[Task statement]
Output, please, every line from the line that holds "Confirm that each instance of the rocky" to the end, exactly as written.

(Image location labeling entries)
--------------------------------------------------

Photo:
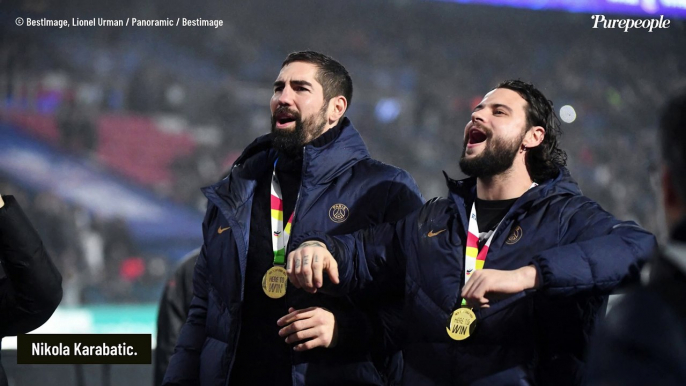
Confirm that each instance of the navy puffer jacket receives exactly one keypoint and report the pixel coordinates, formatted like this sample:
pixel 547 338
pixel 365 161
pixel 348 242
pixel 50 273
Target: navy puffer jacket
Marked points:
pixel 342 190
pixel 581 253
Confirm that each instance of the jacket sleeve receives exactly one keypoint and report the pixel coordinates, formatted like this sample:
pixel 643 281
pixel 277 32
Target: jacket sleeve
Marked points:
pixel 184 365
pixel 32 288
pixel 172 314
pixel 596 252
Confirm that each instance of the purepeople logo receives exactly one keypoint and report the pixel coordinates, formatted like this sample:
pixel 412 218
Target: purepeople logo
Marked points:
pixel 627 24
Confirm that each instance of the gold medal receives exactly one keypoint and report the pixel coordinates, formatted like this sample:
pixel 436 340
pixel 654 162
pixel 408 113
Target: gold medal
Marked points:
pixel 274 282
pixel 461 323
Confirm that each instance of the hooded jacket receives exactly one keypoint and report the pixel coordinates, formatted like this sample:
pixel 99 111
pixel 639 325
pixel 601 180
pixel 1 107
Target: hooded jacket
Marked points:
pixel 342 190
pixel 580 251
pixel 643 340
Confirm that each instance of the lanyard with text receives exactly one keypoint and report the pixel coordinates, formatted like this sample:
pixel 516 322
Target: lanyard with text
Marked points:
pixel 462 322
pixel 274 281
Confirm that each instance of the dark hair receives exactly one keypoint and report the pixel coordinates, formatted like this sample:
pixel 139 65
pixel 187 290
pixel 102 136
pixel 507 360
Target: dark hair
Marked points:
pixel 673 141
pixel 333 77
pixel 543 161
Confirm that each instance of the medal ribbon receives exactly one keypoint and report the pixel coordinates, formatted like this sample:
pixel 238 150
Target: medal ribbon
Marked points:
pixel 280 235
pixel 473 258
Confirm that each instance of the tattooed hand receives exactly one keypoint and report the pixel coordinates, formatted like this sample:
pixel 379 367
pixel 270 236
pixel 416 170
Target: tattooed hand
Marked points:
pixel 306 266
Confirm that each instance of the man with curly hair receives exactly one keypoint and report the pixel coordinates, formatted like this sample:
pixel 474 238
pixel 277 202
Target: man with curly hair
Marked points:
pixel 508 297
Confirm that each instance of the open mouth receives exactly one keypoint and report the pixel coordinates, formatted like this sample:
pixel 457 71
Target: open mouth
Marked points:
pixel 476 136
pixel 284 118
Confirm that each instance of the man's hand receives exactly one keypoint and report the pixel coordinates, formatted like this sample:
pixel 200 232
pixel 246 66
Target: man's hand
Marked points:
pixel 305 266
pixel 495 283
pixel 314 327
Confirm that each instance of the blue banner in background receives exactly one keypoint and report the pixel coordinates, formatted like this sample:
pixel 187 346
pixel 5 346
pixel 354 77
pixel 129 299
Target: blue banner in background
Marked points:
pixel 155 223
pixel 651 8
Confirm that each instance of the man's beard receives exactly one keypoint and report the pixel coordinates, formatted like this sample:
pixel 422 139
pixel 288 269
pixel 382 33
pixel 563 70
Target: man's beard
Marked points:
pixel 290 141
pixel 496 158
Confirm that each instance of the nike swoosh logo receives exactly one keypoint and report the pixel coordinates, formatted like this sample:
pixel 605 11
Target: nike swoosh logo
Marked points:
pixel 432 233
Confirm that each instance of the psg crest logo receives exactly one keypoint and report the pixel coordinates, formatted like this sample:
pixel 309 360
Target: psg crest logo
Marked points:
pixel 339 213
pixel 514 236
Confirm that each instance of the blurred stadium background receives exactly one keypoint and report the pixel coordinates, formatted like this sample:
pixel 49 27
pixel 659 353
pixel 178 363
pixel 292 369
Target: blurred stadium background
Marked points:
pixel 107 133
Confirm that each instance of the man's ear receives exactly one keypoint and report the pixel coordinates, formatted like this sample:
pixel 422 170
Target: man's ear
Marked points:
pixel 337 107
pixel 534 137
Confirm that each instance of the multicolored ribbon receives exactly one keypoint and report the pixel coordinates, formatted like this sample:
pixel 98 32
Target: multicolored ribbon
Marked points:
pixel 280 234
pixel 474 258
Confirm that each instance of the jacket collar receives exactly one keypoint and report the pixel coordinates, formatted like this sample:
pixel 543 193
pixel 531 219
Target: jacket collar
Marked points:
pixel 320 164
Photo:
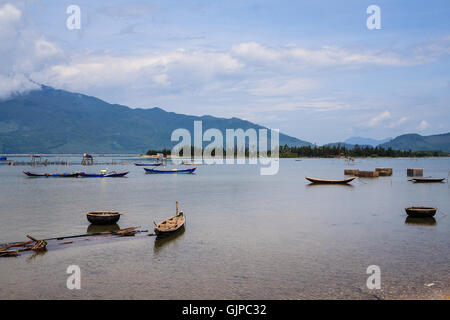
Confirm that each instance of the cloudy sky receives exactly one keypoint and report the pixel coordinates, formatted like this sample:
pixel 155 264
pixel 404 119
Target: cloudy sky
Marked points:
pixel 310 68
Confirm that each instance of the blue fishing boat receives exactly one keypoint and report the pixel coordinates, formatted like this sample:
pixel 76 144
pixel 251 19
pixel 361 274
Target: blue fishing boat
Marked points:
pixel 190 170
pixel 103 174
pixel 52 175
pixel 147 164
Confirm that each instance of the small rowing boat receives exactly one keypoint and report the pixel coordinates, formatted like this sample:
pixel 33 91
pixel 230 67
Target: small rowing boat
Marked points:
pixel 328 181
pixel 190 170
pixel 421 212
pixel 52 175
pixel 171 225
pixel 103 174
pixel 103 217
pixel 425 180
pixel 147 164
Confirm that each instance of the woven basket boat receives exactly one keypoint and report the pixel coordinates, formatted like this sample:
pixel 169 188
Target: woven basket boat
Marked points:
pixel 170 225
pixel 327 181
pixel 421 212
pixel 103 217
pixel 429 180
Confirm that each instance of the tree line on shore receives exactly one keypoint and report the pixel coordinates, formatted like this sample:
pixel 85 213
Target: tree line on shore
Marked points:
pixel 326 151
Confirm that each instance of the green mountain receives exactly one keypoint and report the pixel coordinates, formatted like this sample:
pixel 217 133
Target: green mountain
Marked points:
pixel 58 121
pixel 416 142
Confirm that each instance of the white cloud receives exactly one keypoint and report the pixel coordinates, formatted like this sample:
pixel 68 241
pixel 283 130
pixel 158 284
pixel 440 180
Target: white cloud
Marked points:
pixel 324 56
pixel 176 70
pixel 423 125
pixel 378 119
pixel 397 123
pixel 22 52
pixel 277 86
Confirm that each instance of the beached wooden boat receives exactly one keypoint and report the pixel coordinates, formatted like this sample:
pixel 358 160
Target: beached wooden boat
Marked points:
pixel 111 174
pixel 103 217
pixel 328 181
pixel 190 170
pixel 427 180
pixel 171 225
pixel 147 164
pixel 421 212
pixel 52 175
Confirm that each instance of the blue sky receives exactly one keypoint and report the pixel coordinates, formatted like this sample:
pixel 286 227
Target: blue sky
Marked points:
pixel 310 68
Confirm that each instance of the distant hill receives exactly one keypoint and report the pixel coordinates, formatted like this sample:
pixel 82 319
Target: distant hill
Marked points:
pixel 58 121
pixel 416 142
pixel 366 141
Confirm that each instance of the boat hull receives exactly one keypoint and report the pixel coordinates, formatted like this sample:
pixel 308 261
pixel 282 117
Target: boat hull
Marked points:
pixel 191 170
pixel 147 164
pixel 170 226
pixel 427 180
pixel 103 218
pixel 108 175
pixel 51 175
pixel 326 181
pixel 421 212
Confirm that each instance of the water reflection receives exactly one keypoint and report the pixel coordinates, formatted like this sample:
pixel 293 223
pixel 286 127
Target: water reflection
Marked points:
pixel 160 242
pixel 430 221
pixel 102 228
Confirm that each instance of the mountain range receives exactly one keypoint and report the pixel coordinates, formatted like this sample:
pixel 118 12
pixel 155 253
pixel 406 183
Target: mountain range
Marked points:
pixel 416 142
pixel 57 121
pixel 366 141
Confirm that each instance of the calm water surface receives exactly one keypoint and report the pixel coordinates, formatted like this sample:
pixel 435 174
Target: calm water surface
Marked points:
pixel 247 236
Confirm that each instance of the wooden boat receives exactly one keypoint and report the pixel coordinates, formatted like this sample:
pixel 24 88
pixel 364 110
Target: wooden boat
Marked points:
pixel 52 175
pixel 327 181
pixel 147 164
pixel 190 170
pixel 103 217
pixel 425 180
pixel 112 174
pixel 171 225
pixel 420 212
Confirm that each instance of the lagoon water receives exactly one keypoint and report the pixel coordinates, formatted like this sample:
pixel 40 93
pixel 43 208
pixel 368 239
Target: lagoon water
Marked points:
pixel 247 236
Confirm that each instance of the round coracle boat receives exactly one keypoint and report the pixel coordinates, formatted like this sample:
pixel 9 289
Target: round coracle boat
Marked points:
pixel 103 217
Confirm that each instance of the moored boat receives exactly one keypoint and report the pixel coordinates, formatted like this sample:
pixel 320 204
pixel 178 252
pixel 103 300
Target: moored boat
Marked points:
pixel 52 175
pixel 427 180
pixel 103 174
pixel 190 170
pixel 103 217
pixel 171 225
pixel 328 181
pixel 421 212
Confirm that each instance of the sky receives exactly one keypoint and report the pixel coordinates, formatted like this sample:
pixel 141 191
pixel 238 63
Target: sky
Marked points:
pixel 312 69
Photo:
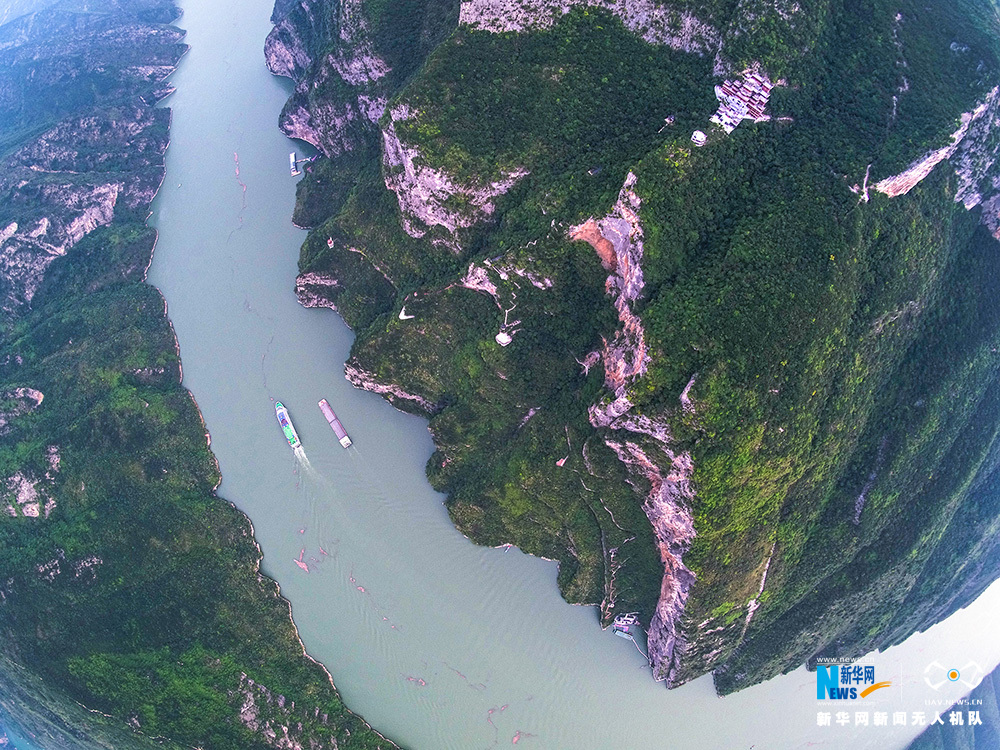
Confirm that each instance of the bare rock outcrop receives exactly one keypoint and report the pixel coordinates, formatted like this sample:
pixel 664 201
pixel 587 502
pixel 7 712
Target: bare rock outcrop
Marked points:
pixel 643 443
pixel 394 394
pixel 299 47
pixel 313 289
pixel 905 181
pixel 655 23
pixel 428 196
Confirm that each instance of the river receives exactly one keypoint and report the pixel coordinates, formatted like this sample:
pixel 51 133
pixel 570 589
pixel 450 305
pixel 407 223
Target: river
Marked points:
pixel 436 642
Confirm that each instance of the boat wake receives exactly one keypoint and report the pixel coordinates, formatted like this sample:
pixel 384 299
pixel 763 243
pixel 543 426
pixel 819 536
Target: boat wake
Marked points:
pixel 302 462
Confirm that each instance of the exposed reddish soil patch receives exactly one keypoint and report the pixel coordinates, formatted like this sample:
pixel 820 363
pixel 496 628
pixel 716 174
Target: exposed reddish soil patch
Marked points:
pixel 590 233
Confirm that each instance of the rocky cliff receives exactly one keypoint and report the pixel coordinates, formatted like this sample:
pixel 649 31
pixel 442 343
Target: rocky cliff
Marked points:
pixel 766 340
pixel 132 609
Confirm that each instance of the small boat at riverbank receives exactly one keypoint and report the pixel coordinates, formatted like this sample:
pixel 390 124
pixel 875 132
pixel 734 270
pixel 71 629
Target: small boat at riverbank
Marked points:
pixel 338 428
pixel 626 626
pixel 286 425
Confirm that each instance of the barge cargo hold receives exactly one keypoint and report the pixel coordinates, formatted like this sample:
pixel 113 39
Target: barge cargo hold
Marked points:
pixel 338 428
pixel 286 425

--------------------------------------------------

[Exercise response]
Confirm that each instance of the rocky cliff receives exactly one keypoint and report the pixel coordinates, formatted like this sample:
pixel 649 31
pixel 442 343
Target: rocky cliff
Marked points:
pixel 766 340
pixel 132 609
Confirm that each instance of the small boat at riverbank receives exactly one keypoint and report the pixel coordinates, formatted like this sample:
pixel 390 124
pixel 875 132
pixel 734 270
pixel 71 629
Target: small boat at riverbank
Marked points:
pixel 338 428
pixel 626 626
pixel 286 425
Confirm that each instance of the barge cargo hold receives exactly one keypoint and report the pixel coordinates, formatted like this sample:
pixel 113 39
Target: barge cargo hold
Marked points:
pixel 338 428
pixel 286 425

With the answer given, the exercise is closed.